• **Work to be completed**
Locate each line in the entries below that contains the word "outline", and copy every such line in full.

• **Excerpt from a dataset**
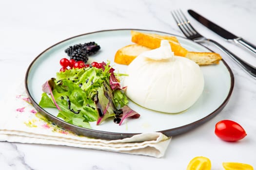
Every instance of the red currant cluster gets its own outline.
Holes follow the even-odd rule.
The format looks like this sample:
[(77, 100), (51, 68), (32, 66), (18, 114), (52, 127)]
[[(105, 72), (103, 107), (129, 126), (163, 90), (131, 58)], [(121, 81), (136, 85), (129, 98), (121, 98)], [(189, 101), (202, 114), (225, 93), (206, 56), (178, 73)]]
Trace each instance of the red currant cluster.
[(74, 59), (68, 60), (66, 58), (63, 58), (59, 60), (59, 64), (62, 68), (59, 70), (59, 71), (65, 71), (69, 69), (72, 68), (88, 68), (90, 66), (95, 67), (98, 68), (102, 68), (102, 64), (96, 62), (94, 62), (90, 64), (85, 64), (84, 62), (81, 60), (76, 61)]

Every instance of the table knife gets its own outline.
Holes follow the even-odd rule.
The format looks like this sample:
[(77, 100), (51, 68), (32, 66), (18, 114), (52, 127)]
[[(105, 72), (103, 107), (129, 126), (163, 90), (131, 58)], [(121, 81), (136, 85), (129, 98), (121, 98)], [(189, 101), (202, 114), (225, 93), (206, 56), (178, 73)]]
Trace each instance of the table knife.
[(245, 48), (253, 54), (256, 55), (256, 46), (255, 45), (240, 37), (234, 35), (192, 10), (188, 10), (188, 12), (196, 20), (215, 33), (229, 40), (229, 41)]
* * *
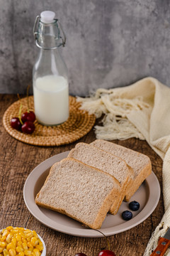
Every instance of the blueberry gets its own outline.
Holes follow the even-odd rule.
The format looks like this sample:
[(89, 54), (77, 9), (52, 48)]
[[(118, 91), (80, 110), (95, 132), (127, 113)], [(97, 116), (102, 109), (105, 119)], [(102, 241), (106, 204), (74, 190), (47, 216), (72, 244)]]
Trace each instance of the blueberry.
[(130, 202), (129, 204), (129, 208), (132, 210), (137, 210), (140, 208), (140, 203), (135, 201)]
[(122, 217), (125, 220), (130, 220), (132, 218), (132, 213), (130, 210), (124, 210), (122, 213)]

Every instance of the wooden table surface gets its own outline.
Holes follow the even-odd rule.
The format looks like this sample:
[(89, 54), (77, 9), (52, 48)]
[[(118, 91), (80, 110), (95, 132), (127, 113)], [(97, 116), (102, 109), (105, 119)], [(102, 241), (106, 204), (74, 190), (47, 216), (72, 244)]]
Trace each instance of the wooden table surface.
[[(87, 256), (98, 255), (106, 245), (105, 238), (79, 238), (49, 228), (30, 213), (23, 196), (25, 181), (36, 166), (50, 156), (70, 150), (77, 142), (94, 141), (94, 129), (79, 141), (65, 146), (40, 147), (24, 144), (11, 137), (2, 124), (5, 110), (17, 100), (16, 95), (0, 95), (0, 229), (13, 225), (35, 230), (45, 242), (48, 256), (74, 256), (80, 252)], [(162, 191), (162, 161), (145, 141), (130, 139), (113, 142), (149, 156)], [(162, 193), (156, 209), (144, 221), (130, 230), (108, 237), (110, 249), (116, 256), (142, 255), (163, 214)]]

• **Answer to the problem**
Every instance of the red currant cluster gets its own outline.
Every instance of the table knife gets its own outline.
Every instance of the blueberry gets its own outline.
Every instance of the wooden table surface gets its own outline.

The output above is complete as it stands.